Exercise A: Reproduce everything in the records from the line containing "Expected: one point per instance of the parked" down to the line containing "x=892 y=1043", both lines and all requests included, shifting the coordinates in the answers by adding 18 to every x and y value.

Page:
━━━━━━━━━━

Re-reading these under-studied sites of intercultural encounter to understand the material affordances of Indigenous lives in Europe, as well as their motivations for being there, offers a valuable opportunity to mainstream marginalized experiences to loosen the grip that white, European masculinity has on how we understand the early modern period.
That being said, most travel narratives published to date that centre on Spain reflect European or North American travels (such as Alessandro Magno’s c. 1557-1565 account of his tour of Spain and other countries). These rich narratives shed light on how foreigners were received and what sort of experiences and knowledge they valued while in Spain. They also expose travellers’ preconceptions and stereotypes about the Spanish people. But few travel narratives authored by women, non-white, and non-European travelers inform this corpus of travel literature despite the importance of Spain’s colonies between 1492 and 1800 and the fluidity of travel enabled by imperial expansion.
In the early modern period, travelers came to Spain from all corners of the empire to do business, seek out educational opportunities, meet distant relatives, or request an audience with the king or pope. They also came as dancers, artists, and musicians, among other vocations that they exercised while in Spain. These travellers hailed from various Indigenous groups from the Spanish Americas, often speaking Spanish as a second or third language, and included women and people of colour. Spain’s caste-like social hierarchy offered everybody a place in society, with many of the travelers from non-European regions finding themselves among the lower echelons of Spanish society. As a result, we must make more effort to study the experiences of classes of people that usually go undocumented and which tend not to attract the attention of the period’s chroniclers.
There are urgent questions to ask of this body of travel literature beyond these inquiries about identity: How did non-European visitors interact with new foods and culinary preferences? What sort of entertainment or leisure experiences did travelers seek out and enjoy? How did they adapt to Spanish infrastructure and institutions? How did interpersonal relations work and what reflections did travelers express about romance, children, gift-giving, and the accumulation of wealth? What sorts of comparisons did travelers make between Spain and their home country? How did travelers self-actualize within Spain’s caste system and what were their impressions of being a colonial subaltern in the metropolis? How did travelers essentialize and belittle Spanish customs and way of life? In asking these questions, we can also engage anew with The Tempest by seeing Caliban explore Prospero’s homeland, and to hear his impressions and experiences.
During my fellowship at the Folger Shakespeare Library (April-June 2024), I will make use of the Folger’s excellent collections to research early modern perceptions of, as well as foreign travel to, Spain by focusing on two cohorts of texts (travel relations, descriptions of foreign travellers) and images (maps and book illustrations): (1) Non-European travel from within the Spanish empire (the Philippines, Latin America, Equatorial New Guinea, and the Ivory Coast) to Spain, and (2) non-European travel from other areas of the world (Morocco and the Arab world, China, and Japan) to Spain. By separating these travelers into two groups, I hope to understand if travelers from within the empire were treated and received differently than visitors who came from outside of its reach. Travellers in this sense include ambassadors, scholars, and theologians, or settlers in the form of wives, children, household staff, and the enslaved. Laws and policies existed in Spain to shape travel to and from the country, moreover, and already my research has shown that most travellers do not seem to have observed these laws nor been policed under them once arrived in Spain. In many ways, Spain’s borders prove to have been porous despite these restrictions on travel from the colonies.

━━━━━━━━━━

Data to use:
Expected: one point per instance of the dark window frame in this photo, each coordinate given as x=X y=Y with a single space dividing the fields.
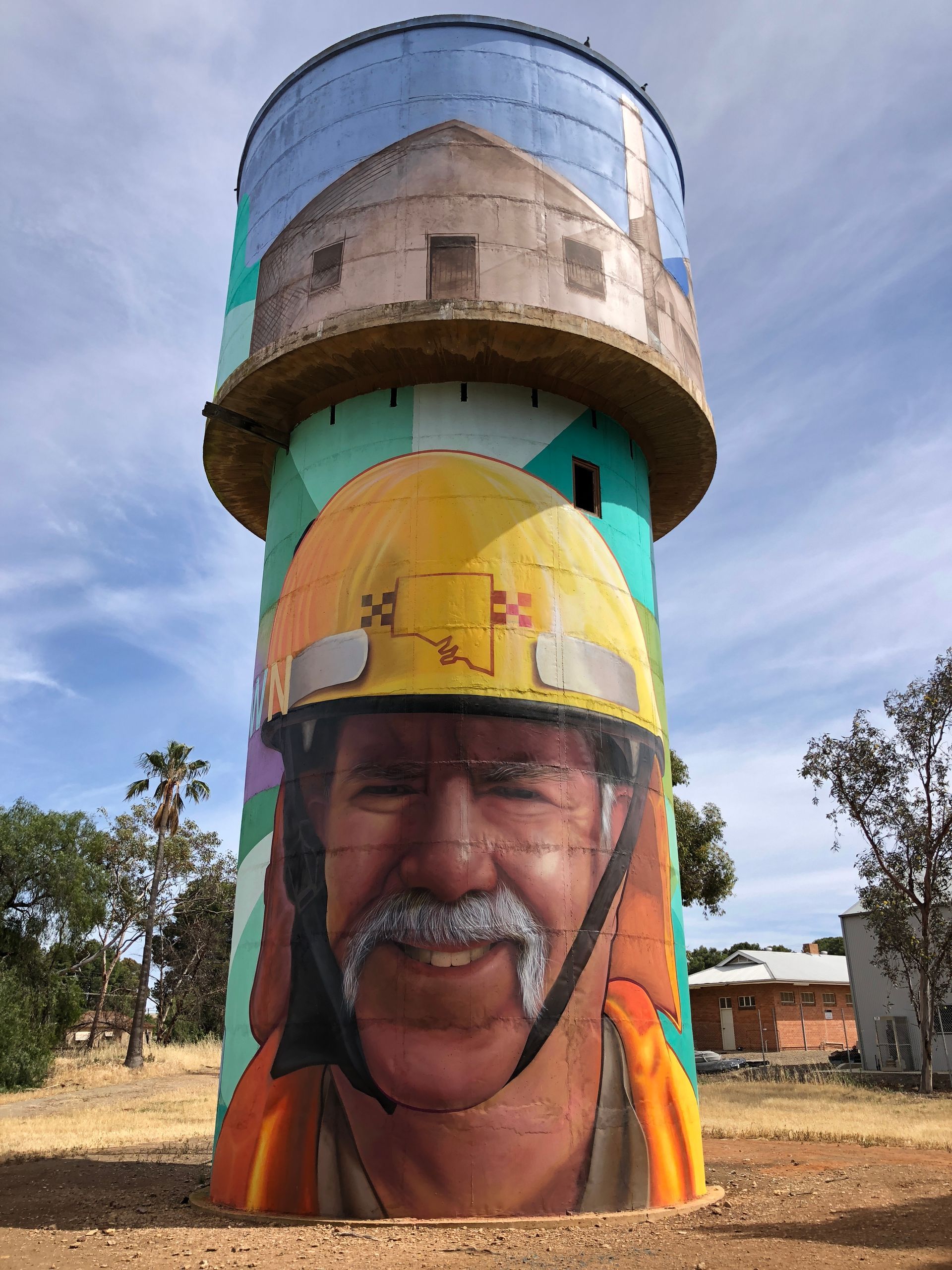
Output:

━━━━━━━━━━

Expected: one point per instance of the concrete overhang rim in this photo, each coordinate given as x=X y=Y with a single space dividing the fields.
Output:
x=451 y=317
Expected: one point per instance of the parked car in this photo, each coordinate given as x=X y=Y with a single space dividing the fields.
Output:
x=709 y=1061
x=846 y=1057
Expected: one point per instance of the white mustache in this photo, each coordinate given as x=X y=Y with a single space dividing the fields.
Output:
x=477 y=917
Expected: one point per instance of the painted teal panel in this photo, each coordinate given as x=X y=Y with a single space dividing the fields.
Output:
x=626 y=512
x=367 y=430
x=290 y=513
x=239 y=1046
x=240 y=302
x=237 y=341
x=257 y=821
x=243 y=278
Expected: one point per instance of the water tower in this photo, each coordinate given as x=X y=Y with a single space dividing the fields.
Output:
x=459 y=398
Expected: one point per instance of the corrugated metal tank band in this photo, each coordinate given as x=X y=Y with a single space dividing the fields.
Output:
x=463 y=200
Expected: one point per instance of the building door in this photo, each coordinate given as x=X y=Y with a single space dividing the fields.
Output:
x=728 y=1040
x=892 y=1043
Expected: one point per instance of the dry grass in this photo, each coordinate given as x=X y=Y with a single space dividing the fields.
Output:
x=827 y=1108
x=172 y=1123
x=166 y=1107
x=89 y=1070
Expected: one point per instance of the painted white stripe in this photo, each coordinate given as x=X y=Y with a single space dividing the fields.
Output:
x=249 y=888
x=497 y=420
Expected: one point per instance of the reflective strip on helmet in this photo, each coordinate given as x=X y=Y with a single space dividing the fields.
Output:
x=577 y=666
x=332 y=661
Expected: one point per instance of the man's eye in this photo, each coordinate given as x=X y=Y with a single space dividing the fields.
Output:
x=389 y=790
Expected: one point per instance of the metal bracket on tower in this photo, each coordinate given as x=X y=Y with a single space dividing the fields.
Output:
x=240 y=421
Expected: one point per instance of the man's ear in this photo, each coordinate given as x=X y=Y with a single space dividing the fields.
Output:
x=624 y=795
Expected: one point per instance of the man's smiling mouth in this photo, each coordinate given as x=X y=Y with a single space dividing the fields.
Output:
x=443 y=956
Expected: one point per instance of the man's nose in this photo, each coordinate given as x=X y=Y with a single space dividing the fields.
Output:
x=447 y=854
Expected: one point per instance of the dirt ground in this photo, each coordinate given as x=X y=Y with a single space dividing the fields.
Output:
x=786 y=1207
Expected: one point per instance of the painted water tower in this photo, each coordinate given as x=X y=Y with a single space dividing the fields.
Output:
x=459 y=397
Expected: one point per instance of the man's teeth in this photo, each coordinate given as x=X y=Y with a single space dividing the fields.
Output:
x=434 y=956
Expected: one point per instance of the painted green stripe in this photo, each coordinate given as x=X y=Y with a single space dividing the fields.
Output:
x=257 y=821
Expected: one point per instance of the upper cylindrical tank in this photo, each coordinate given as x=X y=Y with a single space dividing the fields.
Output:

━━━━━━━━━━

Exercise B: In the text on early modern travel to Spain, during which months is the writer's fellowship at the Folger Shakespeare Library?

Exercise solution A:
Expected: one point per instance of the parked car in this photo, each coordinate given as x=X y=Y with a single space dividing the fields.
Output:
x=727 y=1079
x=864 y=1075
Expected: one point per instance of the white mustache in this photo, each coordinate given as x=X y=Y with a single space dividing the fields.
Output:
x=495 y=935
Expected: one point per instance of the painted teal panel in this photo, each coordinate given as x=X y=Y with a single space dividing the fields.
Output:
x=644 y=530
x=385 y=448
x=308 y=531
x=257 y=1064
x=258 y=320
x=255 y=359
x=275 y=839
x=261 y=296
Expected: one point per instance of the water tower in this photo, each coordinate given as x=X y=Y with a single space dividing the fields.
Output:
x=477 y=416
Expected: one point per instance of the corrugated metal tank band in this photo, each coordinate given as x=X y=Y with a single space dividing the fields.
Output:
x=481 y=218
Expected: one point per instance of the building door in this photo, each coordinate given as x=X y=Y with a single space dividing the fields.
Output:
x=746 y=1058
x=910 y=1061

Exercise solution B: April to June 2024.